Reproduce the items below, swapping "marker" for "point" wherever it occurs and changing nothing else.

### Dataset extract ###

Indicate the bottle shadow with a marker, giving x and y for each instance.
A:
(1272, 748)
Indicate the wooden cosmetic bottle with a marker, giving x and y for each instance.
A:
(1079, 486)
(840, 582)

###

▶ Exercise output:
Indicate the bottle shadow with a point, giving x and y for each instance.
A:
(1272, 748)
Indicate the wooden cosmetic bottle with a point, giving x and y for each instance.
A:
(1079, 486)
(840, 582)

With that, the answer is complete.